### SOURCE
=-=-=

1

I have to parse 80 GB OF XML to get some data from that file. I have used XML reader for this purpose. When I checked the code with 304 MB File. Then it parse the file within 4 sec. So I thought I will work for 80 GB. But it is giving me the memory out of exception after some minute.

I have the following code:

static void Main(string[] args)
    {

        List<Test> lstTest = new List<Test>();
        bool isTitle = false;
        bool isText = false;

        using (XmlReader Reader = XmlReader.Create(FilePath))
        {
            Test tt = new Test();
            while (Reader.Read())
            {                    switch (Reader.NodeType)
                {
                    case XmlNodeType.Element:
                        if (Reader.Name == "title")
                        {
                            isTitle = true;
                        }
                        if (Reader.Name == "text")
                        {
                            isText = true;
                        }
                        break;
                    case XmlNodeType.Text:
                        if (isTitle)
                        {
                            tt.Title = Reader.Value;
                            isTitle = false;
                        }

                        if (isText)
                        {
                            tt.Text = Reader.Value;
                            isText = false;
                        }
                        break;
                }

                if (tt.Text != null)
                {
                    lstTest.Add(tt);
                    tt = new Test();
                }
            }


        }
    }
}
}

So Please suggest. Thanks For your help.

user2247651
  • 145
  • 1
  • 4
  • 13
  • Can you check the size of `lstTest` object as you go through each iteration. I could be wrong, but I think `lstTest` is growing too big that its running out of memory. – Sai Puli Aug 25 '16 at 20:05
  • 4
    See http://stackoverflow.com/questions/15772031/how-to-parse-very-huge-xml-files-in-c – VDWWD Aug 25 '16 at 20:38

2 Answers2

6

You are correct, XmlReader is the right way to go. And it's not the XmlReader that is running out of memory - it's your lstTest where you shove most nodes that you find.

The correct way to use XmlReader would be to process the nodes and then forget about them, moving on. You can write the results to the disk, or calculate some running totals, or whatever - but don't keep everything you read in memory - that defeats the very purpose of XmlReader.

=-=-=

### STORED RECORDS
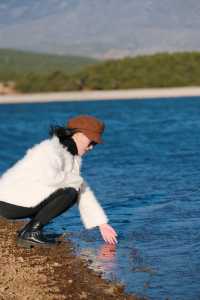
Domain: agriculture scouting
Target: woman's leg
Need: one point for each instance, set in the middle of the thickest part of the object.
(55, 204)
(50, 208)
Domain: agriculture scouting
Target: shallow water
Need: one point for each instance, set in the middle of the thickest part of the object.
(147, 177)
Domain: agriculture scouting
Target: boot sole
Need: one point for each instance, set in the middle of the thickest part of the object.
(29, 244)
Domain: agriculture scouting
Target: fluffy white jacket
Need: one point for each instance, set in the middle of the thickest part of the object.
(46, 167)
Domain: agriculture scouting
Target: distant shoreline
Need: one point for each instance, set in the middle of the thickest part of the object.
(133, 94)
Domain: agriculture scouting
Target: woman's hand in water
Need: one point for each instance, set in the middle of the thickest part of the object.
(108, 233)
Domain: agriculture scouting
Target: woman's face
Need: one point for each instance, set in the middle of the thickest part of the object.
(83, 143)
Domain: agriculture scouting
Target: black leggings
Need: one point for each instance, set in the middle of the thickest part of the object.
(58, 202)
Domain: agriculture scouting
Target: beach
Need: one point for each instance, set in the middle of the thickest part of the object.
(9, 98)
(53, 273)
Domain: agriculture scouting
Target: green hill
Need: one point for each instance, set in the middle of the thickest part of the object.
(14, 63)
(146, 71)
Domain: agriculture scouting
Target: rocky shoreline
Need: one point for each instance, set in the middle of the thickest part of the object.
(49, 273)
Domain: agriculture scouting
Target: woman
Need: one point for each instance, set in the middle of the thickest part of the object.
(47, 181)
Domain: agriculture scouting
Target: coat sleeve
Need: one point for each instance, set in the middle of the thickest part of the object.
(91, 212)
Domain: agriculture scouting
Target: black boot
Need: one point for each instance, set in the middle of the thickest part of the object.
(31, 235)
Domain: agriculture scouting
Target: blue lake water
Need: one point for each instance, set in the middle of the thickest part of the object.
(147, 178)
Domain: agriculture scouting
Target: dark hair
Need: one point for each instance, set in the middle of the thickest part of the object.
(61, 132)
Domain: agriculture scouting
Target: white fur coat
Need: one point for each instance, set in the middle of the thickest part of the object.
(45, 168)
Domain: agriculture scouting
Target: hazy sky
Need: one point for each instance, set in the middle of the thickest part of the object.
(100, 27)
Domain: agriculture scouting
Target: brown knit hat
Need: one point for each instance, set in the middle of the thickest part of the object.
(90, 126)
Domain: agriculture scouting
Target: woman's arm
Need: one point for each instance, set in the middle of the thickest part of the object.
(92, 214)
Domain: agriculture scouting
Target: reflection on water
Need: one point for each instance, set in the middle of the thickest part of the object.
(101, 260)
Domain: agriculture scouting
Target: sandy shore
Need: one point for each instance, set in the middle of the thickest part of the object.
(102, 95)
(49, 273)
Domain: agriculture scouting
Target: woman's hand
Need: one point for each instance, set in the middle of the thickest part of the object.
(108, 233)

=-=-=

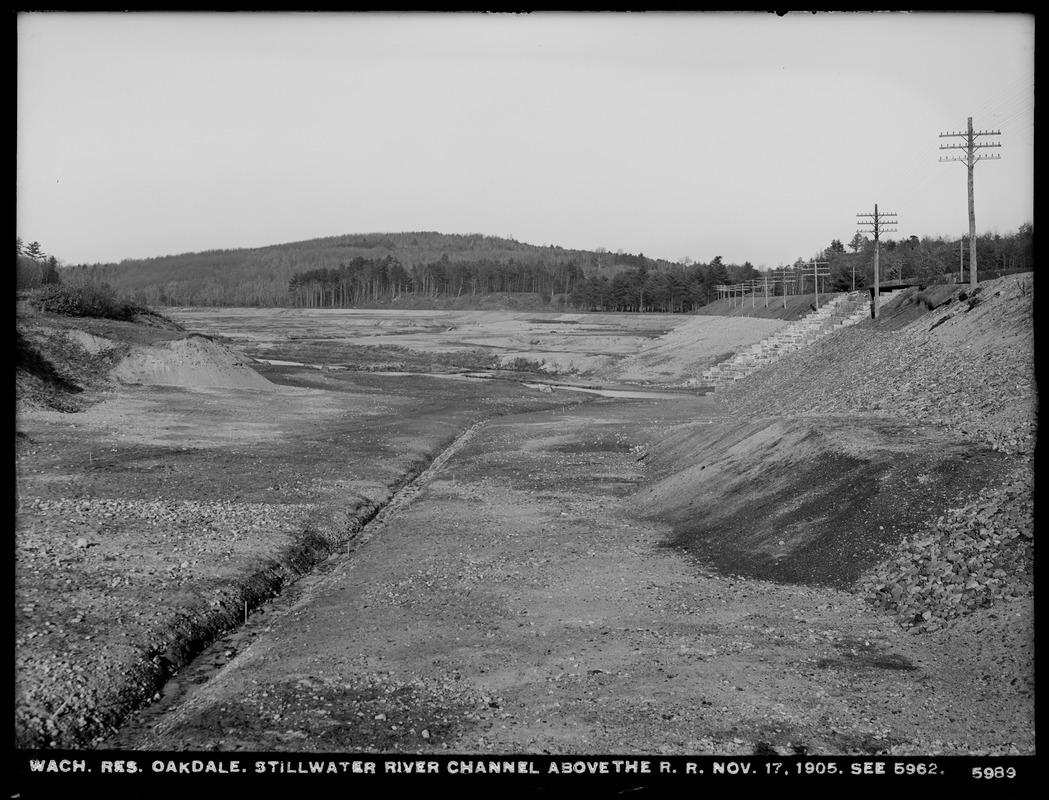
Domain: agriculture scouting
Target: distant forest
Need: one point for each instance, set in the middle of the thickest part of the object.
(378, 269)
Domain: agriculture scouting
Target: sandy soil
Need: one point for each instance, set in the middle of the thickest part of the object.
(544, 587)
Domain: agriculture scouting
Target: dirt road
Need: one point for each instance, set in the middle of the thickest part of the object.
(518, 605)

=-=-=

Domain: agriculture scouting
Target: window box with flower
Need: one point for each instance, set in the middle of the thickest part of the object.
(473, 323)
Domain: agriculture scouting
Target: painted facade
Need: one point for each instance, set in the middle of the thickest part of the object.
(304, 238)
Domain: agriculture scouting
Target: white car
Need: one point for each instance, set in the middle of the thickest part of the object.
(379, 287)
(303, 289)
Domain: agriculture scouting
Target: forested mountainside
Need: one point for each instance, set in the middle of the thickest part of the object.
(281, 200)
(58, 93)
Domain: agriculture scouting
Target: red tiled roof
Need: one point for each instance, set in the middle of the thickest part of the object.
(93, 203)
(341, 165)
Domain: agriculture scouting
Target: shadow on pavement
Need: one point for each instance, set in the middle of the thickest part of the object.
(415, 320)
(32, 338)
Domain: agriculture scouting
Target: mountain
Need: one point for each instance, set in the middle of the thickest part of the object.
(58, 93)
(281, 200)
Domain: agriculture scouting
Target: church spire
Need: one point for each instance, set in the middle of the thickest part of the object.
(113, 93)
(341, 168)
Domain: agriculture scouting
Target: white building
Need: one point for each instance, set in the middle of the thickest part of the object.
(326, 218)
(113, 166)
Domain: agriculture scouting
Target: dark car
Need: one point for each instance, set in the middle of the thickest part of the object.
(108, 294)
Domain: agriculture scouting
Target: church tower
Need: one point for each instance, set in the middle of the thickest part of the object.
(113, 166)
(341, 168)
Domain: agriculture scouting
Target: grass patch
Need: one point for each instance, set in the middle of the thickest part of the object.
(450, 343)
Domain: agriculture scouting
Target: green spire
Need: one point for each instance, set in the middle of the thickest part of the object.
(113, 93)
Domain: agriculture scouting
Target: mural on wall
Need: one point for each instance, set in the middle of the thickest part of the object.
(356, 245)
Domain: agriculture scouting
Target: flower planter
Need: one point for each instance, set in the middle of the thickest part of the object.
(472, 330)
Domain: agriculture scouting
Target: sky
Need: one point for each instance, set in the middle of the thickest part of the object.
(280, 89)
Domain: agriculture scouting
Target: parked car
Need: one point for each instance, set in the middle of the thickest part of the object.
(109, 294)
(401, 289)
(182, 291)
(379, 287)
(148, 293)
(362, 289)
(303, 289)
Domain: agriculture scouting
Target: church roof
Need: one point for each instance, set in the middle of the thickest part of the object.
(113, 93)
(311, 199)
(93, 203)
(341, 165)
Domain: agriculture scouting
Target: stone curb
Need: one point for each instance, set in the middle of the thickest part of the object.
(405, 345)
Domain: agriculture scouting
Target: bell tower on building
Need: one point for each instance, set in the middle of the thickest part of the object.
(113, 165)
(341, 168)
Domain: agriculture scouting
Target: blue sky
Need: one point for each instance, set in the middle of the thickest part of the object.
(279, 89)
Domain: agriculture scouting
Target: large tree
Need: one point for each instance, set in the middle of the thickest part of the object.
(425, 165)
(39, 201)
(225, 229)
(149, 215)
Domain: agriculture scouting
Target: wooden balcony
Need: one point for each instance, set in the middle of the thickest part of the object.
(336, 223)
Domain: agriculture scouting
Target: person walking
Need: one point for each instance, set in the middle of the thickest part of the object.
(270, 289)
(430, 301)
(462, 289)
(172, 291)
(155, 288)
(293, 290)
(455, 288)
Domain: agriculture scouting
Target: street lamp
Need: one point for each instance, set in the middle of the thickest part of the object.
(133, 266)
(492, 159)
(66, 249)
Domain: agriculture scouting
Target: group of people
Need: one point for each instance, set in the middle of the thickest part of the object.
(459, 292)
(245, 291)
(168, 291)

=-=-=

### EXERCISE INSTRUCTIONS
- 1) Edit the C# code in the XML parsing thread from "if (tt.Text != null)" up to and including "For your help.", replacing "lstTest" with "testList".
- 2) List every local variable declared inside the Main method in the XML parsing thread's code.
- 3) Continue the XML parsing thread from its last sentence.
The rows come from a separate source.

### RESULTS OF THE EXERCISE
- 1)
if (tt.Text != null)
                {
                    testList.Add(tt);
                    tt = new Test();
                }
            }


        }
    }
}
}

So Please suggest. Thanks For your help.

- 2) lstTest, isTitle, isText, Reader, tt

- 3)
Vilx-
  • 104,512
  • 87
  • 279
  • 422
3

You shouldn't store EVERYTHING into the memory, but only keep the parts that interests you.

This can be done via IEnumerable<> and the yield return keyword:

public IEnumerable<Test> ParseXml(string path)
{
    bool isTitle = false;
    bool isText = false;

    using (XmlReader Reader = XmlReader.Create(FilePath))
    {
        Test tt = new Test();
        while (Reader.Read())
        {                    
            switch (Reader.NodeType)
            {
                case XmlNodeType.Element:
                    if (Reader.Name == "title")
                    {
                        isTitle = true;
                    }
                    if (Reader.Name == "text")
                    {
                        isText = true;
                    }
                    break;

                case XmlNodeType.Text:
                    if (isTitle)
                    {
                        tt.Title = Reader.Value;
                        isTitle = false;
                    }

                    if (isText)
                    {
                        tt.Text = Reader.Value;
                        isText = false;
                    }
                    break;
            }

            if (tt.Text != null)
            {
                yield return tt;
                tt = new Test();
            }
        }
    }
}

Usage:

var data = ParseXml(/* your xml file */);

// select the part that you are interested in
var interestingTests = data
    .Where(x => x.Title == "...")

foreach (var test in interestingTests)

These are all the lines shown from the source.